■ INSTRUCTION
Copy out the lines in the records below word for word, without any changes.

■ DATA IN THIS EXERCISE

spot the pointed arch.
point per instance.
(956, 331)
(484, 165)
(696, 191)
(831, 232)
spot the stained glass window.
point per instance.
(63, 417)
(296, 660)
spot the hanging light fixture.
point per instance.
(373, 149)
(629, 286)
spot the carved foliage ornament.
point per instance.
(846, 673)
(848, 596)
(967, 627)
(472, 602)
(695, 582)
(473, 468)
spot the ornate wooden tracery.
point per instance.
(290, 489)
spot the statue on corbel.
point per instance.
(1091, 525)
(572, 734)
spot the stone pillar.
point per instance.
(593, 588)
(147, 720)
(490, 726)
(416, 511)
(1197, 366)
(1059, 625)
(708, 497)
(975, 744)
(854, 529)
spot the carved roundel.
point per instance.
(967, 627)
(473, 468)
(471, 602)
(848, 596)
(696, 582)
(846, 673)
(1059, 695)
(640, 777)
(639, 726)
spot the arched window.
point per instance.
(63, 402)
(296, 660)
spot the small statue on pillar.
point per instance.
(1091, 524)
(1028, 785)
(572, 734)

■ CORRECT OUTPUT
spot the pointed arch.
point per instance.
(956, 331)
(484, 165)
(696, 191)
(831, 232)
spot the stained glass window.
point per instance.
(63, 417)
(296, 660)
spot the hanging light fixture.
point per instance.
(373, 149)
(629, 286)
spot the carved foliage ornament.
point per instance.
(846, 673)
(848, 596)
(967, 627)
(472, 602)
(695, 582)
(473, 468)
spot the ornate wooden tracery.
point per instance.
(290, 489)
spot the statue on corbel.
point per instance.
(1091, 525)
(572, 734)
spot the stone pillar.
point per instance.
(593, 588)
(147, 720)
(490, 726)
(416, 511)
(1197, 366)
(1059, 625)
(708, 497)
(975, 744)
(854, 529)
spot the carved roundel.
point per instance.
(967, 627)
(473, 468)
(471, 602)
(848, 596)
(696, 582)
(846, 673)
(1059, 695)
(640, 777)
(639, 726)
spot the arched window.
point per instance.
(63, 402)
(296, 660)
spot the small statue on pillar.
point per instance.
(1091, 524)
(1028, 785)
(572, 734)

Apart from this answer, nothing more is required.